# Written instruction
Retype, without changing anything, the part of the material that opens with the line containing "Each returned marker MUST sit on an instance of the certificate" and closes with the line containing "[[561, 112]]", including both of those lines.

# Supplied information
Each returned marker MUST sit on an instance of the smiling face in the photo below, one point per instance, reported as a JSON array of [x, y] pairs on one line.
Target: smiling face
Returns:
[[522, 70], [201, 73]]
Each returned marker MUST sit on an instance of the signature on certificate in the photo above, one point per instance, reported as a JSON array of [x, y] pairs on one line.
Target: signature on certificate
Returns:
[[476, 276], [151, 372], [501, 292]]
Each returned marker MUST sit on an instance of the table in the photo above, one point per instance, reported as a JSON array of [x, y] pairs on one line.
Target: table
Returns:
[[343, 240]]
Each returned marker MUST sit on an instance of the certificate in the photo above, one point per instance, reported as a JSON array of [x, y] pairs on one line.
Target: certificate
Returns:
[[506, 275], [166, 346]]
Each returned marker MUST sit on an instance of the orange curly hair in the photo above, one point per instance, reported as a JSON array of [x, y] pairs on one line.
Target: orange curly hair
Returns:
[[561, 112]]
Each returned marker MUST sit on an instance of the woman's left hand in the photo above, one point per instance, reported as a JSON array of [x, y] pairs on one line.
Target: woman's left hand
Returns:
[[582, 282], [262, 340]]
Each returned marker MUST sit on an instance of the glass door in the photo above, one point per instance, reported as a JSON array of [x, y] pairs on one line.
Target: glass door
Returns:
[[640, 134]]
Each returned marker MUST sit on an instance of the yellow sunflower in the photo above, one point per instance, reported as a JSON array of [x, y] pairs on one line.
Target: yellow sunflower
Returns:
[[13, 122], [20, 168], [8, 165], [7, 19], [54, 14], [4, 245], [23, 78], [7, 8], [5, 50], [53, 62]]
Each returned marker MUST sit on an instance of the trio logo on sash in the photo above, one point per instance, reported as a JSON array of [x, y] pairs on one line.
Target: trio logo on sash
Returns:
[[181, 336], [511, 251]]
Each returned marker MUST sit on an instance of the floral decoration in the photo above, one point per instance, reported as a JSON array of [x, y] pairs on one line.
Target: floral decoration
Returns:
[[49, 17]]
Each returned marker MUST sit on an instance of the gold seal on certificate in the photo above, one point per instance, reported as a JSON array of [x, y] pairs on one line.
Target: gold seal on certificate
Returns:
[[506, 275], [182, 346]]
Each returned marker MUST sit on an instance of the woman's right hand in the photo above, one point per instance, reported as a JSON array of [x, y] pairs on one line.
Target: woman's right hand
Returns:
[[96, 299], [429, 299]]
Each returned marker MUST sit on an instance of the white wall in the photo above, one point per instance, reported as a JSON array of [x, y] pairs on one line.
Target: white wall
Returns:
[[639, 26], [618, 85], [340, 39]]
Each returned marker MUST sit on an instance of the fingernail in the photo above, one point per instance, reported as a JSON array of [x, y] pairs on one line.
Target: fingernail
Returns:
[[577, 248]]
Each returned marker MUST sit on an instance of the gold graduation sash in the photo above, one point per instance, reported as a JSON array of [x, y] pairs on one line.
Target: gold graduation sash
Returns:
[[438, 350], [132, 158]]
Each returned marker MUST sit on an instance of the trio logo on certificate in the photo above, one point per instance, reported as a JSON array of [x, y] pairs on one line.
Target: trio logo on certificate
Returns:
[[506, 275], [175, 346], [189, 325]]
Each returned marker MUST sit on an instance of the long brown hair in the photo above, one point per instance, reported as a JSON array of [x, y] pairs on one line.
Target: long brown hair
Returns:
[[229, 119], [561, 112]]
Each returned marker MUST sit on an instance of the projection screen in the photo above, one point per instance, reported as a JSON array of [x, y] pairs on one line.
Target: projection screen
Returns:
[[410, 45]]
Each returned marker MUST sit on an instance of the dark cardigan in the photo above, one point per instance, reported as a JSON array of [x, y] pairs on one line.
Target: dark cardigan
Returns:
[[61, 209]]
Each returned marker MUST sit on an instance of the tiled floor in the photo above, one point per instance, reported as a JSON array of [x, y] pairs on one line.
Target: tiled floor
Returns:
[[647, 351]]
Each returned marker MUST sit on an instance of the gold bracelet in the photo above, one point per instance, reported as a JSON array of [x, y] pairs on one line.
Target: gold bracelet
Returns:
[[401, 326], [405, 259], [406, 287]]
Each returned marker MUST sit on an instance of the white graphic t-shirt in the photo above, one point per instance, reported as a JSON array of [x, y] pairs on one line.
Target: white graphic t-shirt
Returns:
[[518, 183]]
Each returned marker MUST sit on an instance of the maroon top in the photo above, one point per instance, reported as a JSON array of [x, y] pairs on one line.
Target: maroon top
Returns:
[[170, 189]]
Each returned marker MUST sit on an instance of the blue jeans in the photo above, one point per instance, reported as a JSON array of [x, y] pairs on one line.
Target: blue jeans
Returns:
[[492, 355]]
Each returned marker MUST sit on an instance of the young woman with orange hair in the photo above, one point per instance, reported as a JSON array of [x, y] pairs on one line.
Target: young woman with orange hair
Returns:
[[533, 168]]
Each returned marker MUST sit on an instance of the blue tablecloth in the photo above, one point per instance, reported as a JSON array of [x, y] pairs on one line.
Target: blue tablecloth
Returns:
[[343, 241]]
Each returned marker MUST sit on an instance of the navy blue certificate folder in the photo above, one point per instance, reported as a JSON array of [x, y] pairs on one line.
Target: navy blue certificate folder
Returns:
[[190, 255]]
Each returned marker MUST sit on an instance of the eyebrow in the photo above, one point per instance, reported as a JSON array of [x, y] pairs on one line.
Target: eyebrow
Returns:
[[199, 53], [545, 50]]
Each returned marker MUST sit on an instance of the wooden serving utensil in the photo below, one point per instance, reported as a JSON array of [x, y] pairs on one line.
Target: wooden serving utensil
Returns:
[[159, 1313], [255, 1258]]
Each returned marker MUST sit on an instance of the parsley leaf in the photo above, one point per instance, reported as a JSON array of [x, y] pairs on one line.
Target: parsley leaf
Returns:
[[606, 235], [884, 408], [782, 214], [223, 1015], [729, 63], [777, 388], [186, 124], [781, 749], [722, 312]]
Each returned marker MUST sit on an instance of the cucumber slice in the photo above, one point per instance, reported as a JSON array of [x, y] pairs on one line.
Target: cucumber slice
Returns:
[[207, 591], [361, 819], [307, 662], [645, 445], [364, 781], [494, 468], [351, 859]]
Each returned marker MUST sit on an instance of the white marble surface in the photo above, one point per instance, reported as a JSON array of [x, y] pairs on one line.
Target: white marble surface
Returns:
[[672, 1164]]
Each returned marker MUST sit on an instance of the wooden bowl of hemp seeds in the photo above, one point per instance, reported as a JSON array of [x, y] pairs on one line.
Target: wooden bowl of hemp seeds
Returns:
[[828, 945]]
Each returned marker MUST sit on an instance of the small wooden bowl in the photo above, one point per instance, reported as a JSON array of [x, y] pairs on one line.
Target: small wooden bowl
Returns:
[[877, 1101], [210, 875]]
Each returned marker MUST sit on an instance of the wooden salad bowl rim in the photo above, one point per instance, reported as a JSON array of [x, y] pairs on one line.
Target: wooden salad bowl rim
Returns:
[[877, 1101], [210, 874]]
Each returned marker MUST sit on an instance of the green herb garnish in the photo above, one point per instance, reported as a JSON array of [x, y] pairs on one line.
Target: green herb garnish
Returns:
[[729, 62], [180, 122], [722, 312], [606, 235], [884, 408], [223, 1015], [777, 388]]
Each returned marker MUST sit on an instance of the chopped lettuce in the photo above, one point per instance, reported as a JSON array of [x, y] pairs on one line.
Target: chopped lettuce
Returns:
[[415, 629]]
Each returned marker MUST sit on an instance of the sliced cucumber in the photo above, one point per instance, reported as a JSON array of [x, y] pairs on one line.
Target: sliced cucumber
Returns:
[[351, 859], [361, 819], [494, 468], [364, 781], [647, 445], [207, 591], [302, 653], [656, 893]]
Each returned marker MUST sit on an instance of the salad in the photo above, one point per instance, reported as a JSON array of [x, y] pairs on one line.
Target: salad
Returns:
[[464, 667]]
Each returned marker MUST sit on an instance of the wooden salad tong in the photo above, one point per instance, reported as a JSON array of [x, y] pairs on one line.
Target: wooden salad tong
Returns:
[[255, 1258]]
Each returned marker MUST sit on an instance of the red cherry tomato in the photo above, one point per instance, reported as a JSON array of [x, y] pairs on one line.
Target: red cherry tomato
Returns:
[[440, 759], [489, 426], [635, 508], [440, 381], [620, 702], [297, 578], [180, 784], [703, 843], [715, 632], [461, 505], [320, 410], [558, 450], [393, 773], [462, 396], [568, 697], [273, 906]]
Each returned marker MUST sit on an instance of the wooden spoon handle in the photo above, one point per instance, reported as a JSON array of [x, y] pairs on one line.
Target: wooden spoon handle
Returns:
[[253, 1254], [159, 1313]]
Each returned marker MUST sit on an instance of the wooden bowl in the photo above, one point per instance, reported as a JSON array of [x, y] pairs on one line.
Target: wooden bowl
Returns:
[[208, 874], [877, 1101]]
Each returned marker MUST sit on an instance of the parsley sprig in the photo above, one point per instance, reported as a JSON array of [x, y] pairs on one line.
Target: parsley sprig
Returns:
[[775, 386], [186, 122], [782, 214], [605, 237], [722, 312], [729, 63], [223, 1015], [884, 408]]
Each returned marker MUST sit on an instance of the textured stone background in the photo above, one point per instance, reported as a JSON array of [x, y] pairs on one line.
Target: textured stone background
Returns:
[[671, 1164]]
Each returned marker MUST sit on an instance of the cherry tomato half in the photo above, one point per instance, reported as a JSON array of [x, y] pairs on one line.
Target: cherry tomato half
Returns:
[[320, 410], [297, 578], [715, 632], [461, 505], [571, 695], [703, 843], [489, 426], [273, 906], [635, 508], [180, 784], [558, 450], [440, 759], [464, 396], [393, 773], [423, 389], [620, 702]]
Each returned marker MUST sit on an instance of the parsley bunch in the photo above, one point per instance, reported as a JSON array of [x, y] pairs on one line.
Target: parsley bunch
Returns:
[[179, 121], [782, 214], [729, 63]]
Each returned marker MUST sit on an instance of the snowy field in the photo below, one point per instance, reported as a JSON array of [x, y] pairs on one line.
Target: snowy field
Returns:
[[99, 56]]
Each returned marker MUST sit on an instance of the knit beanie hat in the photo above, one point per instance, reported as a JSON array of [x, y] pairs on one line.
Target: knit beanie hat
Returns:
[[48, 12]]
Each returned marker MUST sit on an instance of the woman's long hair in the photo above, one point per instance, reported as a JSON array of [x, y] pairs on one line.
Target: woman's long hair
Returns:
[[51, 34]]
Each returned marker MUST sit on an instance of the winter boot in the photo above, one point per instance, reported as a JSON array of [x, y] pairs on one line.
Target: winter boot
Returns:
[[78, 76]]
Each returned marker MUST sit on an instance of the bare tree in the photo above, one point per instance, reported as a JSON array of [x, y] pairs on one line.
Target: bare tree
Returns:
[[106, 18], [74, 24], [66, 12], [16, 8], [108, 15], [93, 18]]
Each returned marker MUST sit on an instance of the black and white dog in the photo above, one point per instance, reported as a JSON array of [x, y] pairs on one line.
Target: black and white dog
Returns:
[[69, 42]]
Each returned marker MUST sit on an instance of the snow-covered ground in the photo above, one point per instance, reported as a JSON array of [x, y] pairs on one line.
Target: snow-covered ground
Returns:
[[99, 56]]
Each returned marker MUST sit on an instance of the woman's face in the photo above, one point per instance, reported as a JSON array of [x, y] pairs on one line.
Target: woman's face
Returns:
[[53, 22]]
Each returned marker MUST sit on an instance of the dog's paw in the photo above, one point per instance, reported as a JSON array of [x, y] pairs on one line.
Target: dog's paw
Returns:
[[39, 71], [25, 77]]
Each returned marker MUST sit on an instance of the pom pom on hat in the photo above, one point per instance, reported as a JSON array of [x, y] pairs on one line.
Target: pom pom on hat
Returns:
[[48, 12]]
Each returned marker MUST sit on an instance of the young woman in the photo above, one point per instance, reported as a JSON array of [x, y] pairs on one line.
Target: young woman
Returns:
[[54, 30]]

# Right answer
Each returned marker MUST sit on an instance of the certificate in the photo above, one point per instance, reported as a JSON array of [x, y] pairs on one line.
Target: certificate
Returns:
[[506, 275], [166, 346]]
Each returned marker MUST sit on an instance of the orange curly hair in the photo above, one point per instance, reported as a JSON array of [x, y] pairs on one line.
Target: orange curly hair
Returns:
[[561, 112]]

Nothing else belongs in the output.